§ PROBLEM TO SOLVE: Locate the line that contains "For the benchmark, indicate", then copy it and all later lines of the data below exactly, through the last one.

Stored dataset items:
· · ·

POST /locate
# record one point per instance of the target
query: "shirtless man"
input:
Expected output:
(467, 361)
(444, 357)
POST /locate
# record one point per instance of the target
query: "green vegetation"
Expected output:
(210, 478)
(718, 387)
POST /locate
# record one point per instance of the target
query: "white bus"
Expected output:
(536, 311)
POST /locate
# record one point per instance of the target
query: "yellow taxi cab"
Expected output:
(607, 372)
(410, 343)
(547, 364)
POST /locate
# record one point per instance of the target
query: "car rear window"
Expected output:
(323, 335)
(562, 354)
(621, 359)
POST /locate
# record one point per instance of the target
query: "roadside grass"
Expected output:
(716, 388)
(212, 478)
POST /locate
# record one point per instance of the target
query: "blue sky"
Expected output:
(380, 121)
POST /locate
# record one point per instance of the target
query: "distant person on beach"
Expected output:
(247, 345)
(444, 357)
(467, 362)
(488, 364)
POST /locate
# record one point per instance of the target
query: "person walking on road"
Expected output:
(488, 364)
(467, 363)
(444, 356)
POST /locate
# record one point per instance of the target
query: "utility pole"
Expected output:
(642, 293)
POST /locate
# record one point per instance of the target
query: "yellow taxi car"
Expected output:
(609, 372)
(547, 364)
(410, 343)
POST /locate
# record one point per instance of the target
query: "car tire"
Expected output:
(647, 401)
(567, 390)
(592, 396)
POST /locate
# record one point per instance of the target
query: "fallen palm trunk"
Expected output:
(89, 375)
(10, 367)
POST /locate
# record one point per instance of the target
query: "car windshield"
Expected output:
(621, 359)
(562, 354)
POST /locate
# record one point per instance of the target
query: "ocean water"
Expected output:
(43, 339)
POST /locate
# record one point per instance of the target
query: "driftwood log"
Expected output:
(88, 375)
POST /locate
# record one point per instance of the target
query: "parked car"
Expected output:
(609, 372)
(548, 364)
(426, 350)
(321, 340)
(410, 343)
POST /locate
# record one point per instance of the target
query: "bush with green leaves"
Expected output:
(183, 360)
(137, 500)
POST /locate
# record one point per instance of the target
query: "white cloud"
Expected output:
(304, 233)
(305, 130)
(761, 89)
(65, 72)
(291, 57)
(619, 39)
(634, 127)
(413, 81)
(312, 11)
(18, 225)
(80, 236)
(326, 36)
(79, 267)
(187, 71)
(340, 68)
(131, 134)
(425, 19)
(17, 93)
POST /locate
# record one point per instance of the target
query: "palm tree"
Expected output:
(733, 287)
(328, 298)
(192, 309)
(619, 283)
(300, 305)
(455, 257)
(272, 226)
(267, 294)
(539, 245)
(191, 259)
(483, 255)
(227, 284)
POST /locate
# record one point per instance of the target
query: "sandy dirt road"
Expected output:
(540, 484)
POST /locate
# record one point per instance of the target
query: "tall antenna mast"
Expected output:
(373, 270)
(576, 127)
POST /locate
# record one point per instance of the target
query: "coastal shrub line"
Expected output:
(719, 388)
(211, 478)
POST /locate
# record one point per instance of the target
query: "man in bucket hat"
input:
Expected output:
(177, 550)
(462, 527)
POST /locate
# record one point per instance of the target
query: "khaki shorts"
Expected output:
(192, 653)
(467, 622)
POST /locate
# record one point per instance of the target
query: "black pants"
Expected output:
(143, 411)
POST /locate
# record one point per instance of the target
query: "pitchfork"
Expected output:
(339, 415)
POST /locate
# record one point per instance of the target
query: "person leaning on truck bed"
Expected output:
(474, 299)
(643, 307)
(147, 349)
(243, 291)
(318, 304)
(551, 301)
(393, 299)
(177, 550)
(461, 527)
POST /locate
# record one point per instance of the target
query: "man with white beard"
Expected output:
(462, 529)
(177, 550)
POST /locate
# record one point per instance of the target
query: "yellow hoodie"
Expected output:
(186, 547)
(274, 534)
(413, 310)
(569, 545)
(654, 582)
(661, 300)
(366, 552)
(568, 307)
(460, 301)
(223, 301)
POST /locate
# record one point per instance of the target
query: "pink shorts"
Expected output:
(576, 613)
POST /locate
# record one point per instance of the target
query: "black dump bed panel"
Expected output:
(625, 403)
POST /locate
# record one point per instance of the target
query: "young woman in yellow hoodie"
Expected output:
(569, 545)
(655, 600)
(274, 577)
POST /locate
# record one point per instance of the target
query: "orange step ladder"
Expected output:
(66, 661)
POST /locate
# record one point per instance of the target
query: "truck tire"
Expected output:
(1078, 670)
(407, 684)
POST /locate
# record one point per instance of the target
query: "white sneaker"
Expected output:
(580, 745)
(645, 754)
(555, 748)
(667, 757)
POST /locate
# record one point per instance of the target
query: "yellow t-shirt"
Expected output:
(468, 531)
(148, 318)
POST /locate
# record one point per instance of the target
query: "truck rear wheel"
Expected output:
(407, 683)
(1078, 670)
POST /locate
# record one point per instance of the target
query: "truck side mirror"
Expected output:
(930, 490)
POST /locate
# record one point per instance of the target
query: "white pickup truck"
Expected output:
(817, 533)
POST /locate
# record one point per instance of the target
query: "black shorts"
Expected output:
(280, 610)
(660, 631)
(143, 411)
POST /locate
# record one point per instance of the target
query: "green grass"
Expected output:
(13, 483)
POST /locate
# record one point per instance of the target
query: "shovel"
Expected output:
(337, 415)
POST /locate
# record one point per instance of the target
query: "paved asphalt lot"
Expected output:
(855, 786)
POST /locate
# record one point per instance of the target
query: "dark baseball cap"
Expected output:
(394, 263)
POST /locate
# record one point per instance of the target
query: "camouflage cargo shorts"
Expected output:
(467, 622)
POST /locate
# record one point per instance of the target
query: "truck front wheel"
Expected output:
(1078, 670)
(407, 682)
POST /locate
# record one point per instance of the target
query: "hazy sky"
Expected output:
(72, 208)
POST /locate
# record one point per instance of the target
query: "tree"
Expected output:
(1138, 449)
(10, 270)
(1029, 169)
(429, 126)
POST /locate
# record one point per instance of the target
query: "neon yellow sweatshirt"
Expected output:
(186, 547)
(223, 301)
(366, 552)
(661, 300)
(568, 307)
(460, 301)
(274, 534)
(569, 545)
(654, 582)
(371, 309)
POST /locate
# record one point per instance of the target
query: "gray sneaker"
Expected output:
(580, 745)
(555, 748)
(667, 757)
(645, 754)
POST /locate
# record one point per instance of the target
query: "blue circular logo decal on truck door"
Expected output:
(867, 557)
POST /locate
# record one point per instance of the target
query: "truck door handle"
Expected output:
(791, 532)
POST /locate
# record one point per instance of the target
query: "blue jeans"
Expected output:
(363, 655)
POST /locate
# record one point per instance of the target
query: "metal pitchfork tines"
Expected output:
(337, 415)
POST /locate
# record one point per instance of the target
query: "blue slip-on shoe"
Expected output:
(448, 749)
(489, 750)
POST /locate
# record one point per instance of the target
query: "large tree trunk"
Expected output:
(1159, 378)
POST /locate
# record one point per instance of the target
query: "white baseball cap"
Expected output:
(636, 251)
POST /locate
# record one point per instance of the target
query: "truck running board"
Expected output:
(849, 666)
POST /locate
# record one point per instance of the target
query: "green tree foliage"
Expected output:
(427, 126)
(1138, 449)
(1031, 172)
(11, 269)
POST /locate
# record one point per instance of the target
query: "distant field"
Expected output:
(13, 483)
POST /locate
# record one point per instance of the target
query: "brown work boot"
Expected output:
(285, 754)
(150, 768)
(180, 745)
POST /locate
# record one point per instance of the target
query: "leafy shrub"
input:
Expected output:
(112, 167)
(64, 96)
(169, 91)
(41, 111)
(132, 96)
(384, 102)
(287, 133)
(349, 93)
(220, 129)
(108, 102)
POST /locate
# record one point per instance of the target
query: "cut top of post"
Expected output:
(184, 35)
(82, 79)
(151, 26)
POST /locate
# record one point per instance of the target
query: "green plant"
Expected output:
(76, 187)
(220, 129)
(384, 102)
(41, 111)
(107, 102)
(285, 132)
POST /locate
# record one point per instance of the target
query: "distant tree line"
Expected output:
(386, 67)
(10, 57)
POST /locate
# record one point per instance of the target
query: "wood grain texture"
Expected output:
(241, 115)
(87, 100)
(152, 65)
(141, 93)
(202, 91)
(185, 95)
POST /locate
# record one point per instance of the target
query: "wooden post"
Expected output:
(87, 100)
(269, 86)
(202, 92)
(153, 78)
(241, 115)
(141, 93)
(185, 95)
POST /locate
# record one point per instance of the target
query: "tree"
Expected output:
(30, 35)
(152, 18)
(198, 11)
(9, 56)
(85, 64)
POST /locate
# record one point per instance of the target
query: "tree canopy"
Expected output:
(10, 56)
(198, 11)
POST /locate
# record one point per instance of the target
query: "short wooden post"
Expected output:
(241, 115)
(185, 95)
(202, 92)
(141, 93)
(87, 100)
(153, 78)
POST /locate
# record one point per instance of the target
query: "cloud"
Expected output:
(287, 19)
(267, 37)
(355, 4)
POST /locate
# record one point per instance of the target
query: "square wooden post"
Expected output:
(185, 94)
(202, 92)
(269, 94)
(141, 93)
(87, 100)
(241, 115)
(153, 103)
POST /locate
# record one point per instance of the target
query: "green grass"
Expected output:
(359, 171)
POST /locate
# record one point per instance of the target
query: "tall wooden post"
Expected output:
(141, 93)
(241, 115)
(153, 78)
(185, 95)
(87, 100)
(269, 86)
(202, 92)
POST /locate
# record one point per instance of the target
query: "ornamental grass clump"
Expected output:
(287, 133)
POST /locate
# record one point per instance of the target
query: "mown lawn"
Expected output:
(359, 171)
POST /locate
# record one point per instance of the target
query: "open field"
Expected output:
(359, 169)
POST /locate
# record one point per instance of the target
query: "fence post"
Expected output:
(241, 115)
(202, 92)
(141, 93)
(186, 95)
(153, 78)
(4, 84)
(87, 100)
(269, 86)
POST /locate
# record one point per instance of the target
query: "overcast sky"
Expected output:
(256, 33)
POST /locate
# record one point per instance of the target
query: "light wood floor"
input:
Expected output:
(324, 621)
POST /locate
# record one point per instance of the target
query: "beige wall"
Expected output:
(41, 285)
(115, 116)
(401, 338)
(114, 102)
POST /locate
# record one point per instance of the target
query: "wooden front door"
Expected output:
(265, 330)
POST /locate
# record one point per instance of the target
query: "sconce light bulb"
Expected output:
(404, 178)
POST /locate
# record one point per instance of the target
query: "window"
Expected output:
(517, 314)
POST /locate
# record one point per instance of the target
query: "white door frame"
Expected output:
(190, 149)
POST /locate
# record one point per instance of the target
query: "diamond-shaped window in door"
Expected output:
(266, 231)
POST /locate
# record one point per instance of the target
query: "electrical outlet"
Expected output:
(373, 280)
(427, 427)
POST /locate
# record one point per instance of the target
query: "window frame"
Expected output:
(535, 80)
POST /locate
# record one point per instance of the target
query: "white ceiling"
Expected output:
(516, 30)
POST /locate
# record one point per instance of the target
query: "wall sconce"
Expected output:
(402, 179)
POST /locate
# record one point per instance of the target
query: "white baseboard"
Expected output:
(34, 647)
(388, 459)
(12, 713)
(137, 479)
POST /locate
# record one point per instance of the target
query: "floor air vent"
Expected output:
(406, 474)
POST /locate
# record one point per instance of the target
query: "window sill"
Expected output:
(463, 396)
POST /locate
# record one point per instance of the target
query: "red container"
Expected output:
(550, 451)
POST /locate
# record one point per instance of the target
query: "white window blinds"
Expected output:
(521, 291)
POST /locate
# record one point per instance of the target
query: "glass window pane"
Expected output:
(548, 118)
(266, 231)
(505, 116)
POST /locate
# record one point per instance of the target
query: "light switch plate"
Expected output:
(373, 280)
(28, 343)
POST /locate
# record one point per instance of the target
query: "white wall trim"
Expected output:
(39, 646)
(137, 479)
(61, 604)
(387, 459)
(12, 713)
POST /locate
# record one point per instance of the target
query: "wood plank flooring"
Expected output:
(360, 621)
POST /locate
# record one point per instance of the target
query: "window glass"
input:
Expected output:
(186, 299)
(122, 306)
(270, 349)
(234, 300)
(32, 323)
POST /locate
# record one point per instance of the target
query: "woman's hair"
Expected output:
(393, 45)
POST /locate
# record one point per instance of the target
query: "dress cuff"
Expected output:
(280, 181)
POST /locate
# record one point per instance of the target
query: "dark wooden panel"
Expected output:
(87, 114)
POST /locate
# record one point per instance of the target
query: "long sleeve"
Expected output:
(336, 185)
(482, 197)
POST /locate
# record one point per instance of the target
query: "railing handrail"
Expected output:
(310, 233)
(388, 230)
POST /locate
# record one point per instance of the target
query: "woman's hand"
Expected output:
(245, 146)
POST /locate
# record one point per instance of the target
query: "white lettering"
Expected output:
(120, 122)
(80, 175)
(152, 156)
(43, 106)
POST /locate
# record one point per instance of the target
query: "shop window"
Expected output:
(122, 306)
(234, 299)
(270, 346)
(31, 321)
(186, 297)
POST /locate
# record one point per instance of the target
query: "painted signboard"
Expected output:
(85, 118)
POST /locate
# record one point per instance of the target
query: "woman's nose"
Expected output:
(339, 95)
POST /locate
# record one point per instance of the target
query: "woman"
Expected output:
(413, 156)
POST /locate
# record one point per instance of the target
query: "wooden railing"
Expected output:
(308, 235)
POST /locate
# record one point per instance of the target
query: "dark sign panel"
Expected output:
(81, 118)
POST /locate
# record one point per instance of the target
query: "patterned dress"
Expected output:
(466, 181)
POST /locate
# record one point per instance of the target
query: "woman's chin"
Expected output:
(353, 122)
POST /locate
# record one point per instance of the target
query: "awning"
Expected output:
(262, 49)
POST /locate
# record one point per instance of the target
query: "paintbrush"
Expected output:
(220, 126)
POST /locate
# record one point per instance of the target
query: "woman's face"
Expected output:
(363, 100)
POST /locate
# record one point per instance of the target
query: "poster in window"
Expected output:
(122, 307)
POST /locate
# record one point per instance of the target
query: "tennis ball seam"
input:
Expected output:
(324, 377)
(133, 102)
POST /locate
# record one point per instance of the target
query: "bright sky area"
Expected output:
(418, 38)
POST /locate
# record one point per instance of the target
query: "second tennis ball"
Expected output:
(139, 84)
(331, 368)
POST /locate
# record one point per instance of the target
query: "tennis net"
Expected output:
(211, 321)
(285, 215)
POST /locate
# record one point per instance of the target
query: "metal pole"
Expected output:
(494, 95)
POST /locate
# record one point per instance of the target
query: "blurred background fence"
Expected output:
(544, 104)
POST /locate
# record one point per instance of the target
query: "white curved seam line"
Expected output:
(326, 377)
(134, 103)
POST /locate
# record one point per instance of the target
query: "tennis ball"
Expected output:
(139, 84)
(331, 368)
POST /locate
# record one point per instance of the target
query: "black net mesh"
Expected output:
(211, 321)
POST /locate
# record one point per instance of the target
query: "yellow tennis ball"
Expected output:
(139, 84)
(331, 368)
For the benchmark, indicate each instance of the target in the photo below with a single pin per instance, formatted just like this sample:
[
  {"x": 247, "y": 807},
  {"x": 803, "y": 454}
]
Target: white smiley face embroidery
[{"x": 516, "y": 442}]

· · ·

§ ANSWER TO THE TASK:
For the benchmark, indicate each instance of the target in the photo below with a single pin per instance, formatted just like this sample:
[
  {"x": 247, "y": 807},
  {"x": 803, "y": 454}
]
Target: white smiley face embroidery
[{"x": 516, "y": 442}]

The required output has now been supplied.